# Activity
Leave out the pictures and give back all the entries exactly as written.

[Saved data entries]

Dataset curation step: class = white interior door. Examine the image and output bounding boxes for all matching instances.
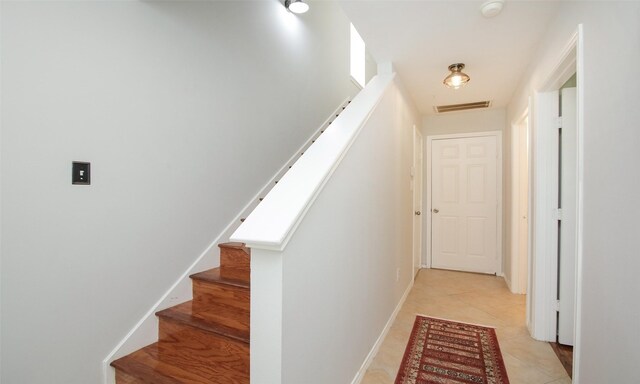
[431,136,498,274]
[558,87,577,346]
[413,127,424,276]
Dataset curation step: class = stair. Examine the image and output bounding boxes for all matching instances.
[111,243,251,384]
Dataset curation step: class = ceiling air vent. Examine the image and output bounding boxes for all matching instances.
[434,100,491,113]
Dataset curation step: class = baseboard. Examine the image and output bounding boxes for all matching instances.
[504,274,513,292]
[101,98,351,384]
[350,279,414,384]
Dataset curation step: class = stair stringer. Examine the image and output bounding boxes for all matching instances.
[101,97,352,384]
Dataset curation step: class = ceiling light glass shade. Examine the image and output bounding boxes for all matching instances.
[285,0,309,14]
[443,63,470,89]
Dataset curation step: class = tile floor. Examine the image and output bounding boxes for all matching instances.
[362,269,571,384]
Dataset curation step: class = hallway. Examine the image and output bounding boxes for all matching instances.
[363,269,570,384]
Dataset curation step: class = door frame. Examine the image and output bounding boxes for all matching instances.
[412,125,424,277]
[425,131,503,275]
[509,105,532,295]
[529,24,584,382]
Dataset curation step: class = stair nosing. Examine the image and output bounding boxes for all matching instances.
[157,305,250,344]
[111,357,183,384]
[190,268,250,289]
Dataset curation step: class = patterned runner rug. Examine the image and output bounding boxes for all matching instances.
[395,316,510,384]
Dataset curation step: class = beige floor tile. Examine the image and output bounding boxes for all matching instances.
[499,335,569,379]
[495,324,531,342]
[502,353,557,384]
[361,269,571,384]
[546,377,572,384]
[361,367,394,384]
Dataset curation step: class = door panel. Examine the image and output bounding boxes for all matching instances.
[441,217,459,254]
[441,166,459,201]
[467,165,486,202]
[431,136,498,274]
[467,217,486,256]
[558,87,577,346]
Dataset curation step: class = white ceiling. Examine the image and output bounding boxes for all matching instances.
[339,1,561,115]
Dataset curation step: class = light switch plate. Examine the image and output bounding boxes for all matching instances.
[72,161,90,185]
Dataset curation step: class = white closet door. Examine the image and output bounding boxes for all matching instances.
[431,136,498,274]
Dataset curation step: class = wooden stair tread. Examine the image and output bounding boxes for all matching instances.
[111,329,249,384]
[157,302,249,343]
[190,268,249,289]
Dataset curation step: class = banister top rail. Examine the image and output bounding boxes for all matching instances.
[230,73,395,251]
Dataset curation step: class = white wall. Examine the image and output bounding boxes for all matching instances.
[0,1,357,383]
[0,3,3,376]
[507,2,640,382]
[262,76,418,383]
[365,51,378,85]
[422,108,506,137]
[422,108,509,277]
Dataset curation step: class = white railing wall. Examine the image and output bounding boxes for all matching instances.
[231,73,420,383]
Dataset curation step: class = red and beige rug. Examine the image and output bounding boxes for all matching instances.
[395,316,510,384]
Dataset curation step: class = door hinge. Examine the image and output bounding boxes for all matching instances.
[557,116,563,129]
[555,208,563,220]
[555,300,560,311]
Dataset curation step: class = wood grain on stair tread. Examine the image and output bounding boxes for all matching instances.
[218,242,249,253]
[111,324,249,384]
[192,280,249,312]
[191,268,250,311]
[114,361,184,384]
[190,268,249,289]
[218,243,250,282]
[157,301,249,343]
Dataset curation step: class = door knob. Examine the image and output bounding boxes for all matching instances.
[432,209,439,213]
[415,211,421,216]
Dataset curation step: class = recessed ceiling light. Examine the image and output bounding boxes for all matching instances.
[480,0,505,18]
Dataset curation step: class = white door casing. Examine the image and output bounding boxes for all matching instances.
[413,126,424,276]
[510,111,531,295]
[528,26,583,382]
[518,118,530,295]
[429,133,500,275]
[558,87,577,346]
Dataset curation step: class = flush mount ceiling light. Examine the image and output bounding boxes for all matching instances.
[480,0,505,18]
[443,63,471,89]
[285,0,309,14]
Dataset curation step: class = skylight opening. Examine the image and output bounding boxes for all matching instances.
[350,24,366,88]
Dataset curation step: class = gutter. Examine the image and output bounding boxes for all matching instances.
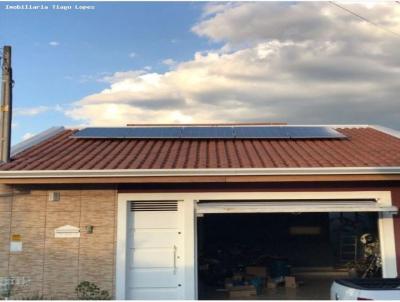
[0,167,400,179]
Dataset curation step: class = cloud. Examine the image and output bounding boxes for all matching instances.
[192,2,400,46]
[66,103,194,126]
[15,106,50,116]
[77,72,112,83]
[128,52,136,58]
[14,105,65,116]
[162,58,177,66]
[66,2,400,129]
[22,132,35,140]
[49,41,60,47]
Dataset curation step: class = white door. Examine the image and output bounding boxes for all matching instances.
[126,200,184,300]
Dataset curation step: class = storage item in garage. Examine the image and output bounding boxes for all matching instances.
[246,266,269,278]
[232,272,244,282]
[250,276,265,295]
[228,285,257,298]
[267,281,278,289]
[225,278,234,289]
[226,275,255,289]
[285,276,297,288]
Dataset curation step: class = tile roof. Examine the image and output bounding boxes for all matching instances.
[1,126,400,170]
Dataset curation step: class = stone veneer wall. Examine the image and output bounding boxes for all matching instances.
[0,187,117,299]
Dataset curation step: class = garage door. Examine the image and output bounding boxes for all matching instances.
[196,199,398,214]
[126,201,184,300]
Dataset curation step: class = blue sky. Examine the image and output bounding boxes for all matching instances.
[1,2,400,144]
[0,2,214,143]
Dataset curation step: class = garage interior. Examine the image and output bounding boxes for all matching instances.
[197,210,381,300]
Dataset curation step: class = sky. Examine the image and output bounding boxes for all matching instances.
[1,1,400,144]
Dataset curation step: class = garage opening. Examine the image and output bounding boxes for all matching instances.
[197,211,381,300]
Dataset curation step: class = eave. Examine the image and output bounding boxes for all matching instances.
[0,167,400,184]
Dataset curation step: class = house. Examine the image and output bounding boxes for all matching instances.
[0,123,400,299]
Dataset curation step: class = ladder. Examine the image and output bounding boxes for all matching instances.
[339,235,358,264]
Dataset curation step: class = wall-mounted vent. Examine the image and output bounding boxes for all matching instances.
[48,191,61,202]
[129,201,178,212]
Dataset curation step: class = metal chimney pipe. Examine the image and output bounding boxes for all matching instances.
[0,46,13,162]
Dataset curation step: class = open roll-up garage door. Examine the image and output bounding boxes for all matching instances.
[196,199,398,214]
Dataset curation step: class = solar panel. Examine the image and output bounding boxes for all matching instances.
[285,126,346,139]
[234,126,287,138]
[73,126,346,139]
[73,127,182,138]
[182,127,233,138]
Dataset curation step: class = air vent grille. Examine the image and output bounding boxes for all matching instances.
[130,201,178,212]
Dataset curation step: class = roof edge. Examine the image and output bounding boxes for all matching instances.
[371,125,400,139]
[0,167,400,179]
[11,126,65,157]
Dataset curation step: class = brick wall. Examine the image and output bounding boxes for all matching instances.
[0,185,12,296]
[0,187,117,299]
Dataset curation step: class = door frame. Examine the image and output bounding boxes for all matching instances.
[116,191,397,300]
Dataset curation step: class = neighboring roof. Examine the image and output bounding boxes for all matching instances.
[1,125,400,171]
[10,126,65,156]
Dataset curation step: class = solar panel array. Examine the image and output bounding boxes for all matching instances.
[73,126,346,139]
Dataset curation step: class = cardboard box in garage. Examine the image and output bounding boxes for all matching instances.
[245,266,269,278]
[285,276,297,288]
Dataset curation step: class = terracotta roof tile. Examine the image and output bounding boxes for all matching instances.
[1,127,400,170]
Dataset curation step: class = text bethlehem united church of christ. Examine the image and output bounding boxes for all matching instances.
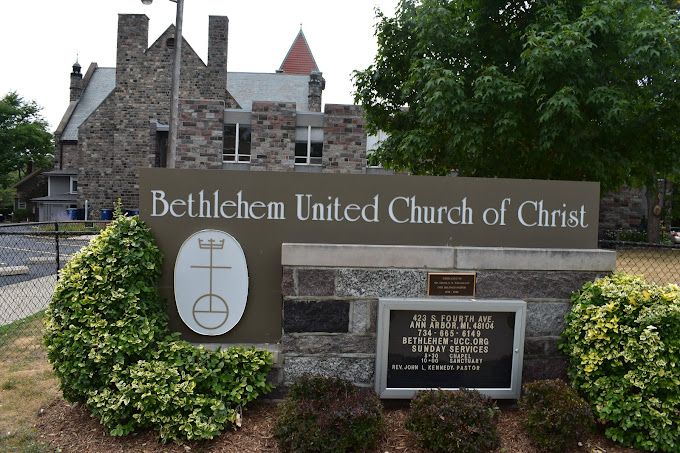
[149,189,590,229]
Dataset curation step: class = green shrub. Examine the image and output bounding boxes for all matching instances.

# Expected output
Dataset curation step: class = white interior door. Examine the image and output bounding boxes for all matching instances.
[431,136,498,274]
[558,87,577,346]
[413,127,424,276]
Dataset curation step: class = stair. Examine the image and output bounding boxes for all matching instances.
[111,243,251,384]
Dataset curation step: class = ceiling air vent. Examine the image and output bounding boxes for all matching instances.
[434,100,491,113]
Dataset curation step: class = baseboard. Examine the image and output bounding boxes for all matching instances.
[504,274,513,292]
[101,98,351,384]
[350,279,414,384]
Dataset curation step: class = stair stringer. Examine the image and output bounding boxes for all matching instances.
[101,97,352,384]
Dataset curation step: class = ceiling light glass shade. Examine the image and output bounding boxes for all matching instances.
[285,0,309,14]
[443,63,470,89]
Dataset curation step: class = tile floor. Examine the image and output bounding boxes for all matching instances.
[362,269,571,384]
Dataset curation step: class = hallway. Examine the image and output bounding boxes for all matching instances.
[363,269,570,384]
Dataset curation step: class = door frame. Examine the image and output bounding boxes for all matching instances.
[412,125,424,277]
[425,131,503,275]
[509,105,532,295]
[529,24,584,382]
Dataset curation step: class = stair nosing. Examine the image and output bounding boxes for all matching instances.
[157,305,250,344]
[111,357,183,384]
[190,268,250,289]
Dataset curation step: class = patterned runner rug. Examine the image and output bounding boxes for all matching instances.
[395,316,510,384]
Dataset curation step: class = beige floor tile. Examine the image and output bounding boxes for all matching instances.
[499,335,569,379]
[495,324,531,342]
[502,353,557,384]
[361,269,571,384]
[546,377,572,384]
[361,367,394,384]
Dataset curation step: class = door panel. Examine the image and output bounding boxes for all matching instances.
[441,217,459,254]
[441,166,459,201]
[467,165,486,202]
[431,136,498,274]
[467,217,486,256]
[558,87,577,346]
Dataset curation step: class = white ceiling. Examine the image and output bounding boxes for all matching instances.
[339,1,561,115]
Dataset curation step: class = light switch plate. Examine the image and output bounding boxes for all matching instances.
[72,161,90,185]
Dataset curation step: class = white closet door. Examine the image and output bounding boxes for all matching instances.
[431,136,498,274]
Dataset curation step: class = wooden stair tread. Examine the image and output bounding boxes for all matching instances.
[111,329,249,384]
[157,302,249,343]
[190,268,249,289]
Dataset curation step: class = banister top rail. Examine the image and output bounding boxes for all matching instances.
[230,73,395,251]
Dataset curation step: class = white wall. Examine the image and output bounding boxes for all matching instances.
[0,1,357,383]
[0,3,3,376]
[507,2,640,382]
[262,76,418,383]
[365,51,378,85]
[422,108,506,137]
[422,108,509,277]
Dataset curation step: class = white railing wall. Examine the image and output bounding boxes for all matching instances.
[231,73,420,383]
Dataset curation step: class = red and beige rug. Examine the image and output bounding boxes for all matching instances.
[395,316,510,384]
Dataset curation step: class = door hinge. Examine the image and output bounding boxes for all matching instances.
[557,116,563,129]
[555,208,563,220]
[555,300,560,311]
Dataset curation step: class = wood grain on stair tread. Examine the image and output bounding boxes for all matching instances.
[218,242,249,253]
[111,324,249,384]
[192,280,249,312]
[191,268,250,311]
[114,361,184,384]
[190,268,249,289]
[218,243,250,282]
[157,301,249,343]
Dataset curation step: class = door knob. Examine the image and output bounding boxes for all matching instances.
[432,209,439,213]
[415,211,421,216]
Dataset curation step: class = recessed ceiling light. Examine the image and output bounding boxes for all matching instances.
[480,0,505,18]
Dataset curation step: class = white door casing. Examine the image and output bounding boxes for all matching instances.
[413,126,424,276]
[510,111,531,295]
[528,26,583,382]
[518,118,530,295]
[429,133,500,275]
[558,87,577,346]
Dataset curation step: class = flush mount ceiling light. Examine the image and output bounding boxes for all matching instances.
[480,0,505,18]
[443,63,471,89]
[285,0,309,14]
Dataset curation step: class = skylight opening. Examine the image and output bounding boxes for all matching instances.
[350,24,366,88]
Dataset curation step: class = gutter. Examine the image and output bounding boxes for all matching instances.
[0,167,400,179]
Dataset curation step: class = cloud. Examine the image and output bounding boxes for all matching instances.
[192,2,400,46]
[66,103,194,126]
[15,106,50,116]
[77,72,112,83]
[128,52,136,58]
[14,105,65,116]
[162,58,177,66]
[66,2,400,129]
[22,132,35,140]
[49,41,60,47]
Dataset curation step: class = white door. Examine the image and output bounding boxes for all matching instances.
[126,200,184,300]
Dataset curation step: class = storage item in garage. Examine the image and output bounding boxes for all matching instances.
[246,266,269,278]
[232,272,244,282]
[250,276,265,295]
[228,285,257,298]
[267,281,278,289]
[225,278,234,289]
[226,275,255,289]
[285,276,297,288]
Dataset curation step: class = tile roof. Examine the image and output bounding boxes for all matching instances.
[1,126,400,170]
Dataset curation step: class = stone veneer wall. Examine the image and output bounding boxes for all matching instances.
[0,187,117,299]
Dataset curation step: class = garage door. Examine the image and output bounding boxes for all matching instances.
[196,199,398,214]
[126,201,184,300]
Dataset curation step: class = blue sky. Examine the image and output bounding boxes for all matching instances.
[1,2,400,144]
[0,2,214,143]
Dataset curation step: class = garage interior. Examine the image and output bounding boxes for all matching instances.
[197,210,381,300]
Dataset curation step: class = sky. Examine the image and output bounding boxes for all matching instances.
[1,1,400,144]
Dataset curation step: class = garage opening. Examine the image and output bounding boxes for all matching instances.
[197,211,381,300]
Dataset curation step: class = eave. Examine the image and output bounding boxes for all matching instances.
[0,167,400,184]
Dataset curation step: class = house. Examine the image and output bounding boxes for all matching instances.
[0,123,400,299]
Dataset curation step: class = ladder. Examine the image and output bounding boxes for all matching instances.
[339,235,358,264]
Dataset curation step: class = wall-mounted vent. Examine the image and output bounding boxes for all matching instances.
[48,191,61,202]
[129,201,178,212]
Dataset curation step: class = metal chimney pipe. Examine the image and output bounding boxes for all matching instances.
[0,46,13,162]
Dataset curation step: class = open roll-up garage door. Examine the image and output bounding boxes for all matching instances.
[196,199,398,214]
Dataset curation step: class = solar panel. Examine the image and output bounding boxes for all matching instances.
[285,126,346,139]
[234,126,287,138]
[73,126,346,139]
[73,127,182,138]
[182,127,233,138]
Dataset curation step: class = air vent grille. Examine the image and output bounding boxes for all matching instances.
[130,201,178,212]
Dataset curation step: class = roof edge. Examine the image and output bounding boxes for all matching instances.
[371,125,400,139]
[0,167,400,179]
[11,126,65,157]
Dataset curation step: class = brick wall. Examine the image and output bounding boxes for all matching instances.
[0,185,12,296]
[0,187,117,299]
Dataset curation step: class = door frame. Examine the image and output bounding boxes for all matching instances.
[116,191,397,300]
Dataset curation step: class = neighboring roof. Examine the image and output bounding boxes for all matching instances.
[1,125,400,171]
[10,126,65,156]
Dataset curation step: class = solar panel array. Examine the image and output bounding boxes for all matching instances.
[73,126,346,139]
Dataset curation step: class = cardboard box in garage. Examine the image and output bounding boxes for all matching instances.
[245,266,269,278]
[285,276,297,288]
Dataset curation step: class = terracotta roof tile. Examine the image and output bounding boxes for all matching instances.
[1,127,400,170]
Dataset curation step: class = text bethlehem united church of christ. Examine the image and output bounding boxes for all matching instances.
[149,189,590,229]
Dataset curation step: class = green shrub. Examine the image and output bounding boxes for all matching instances.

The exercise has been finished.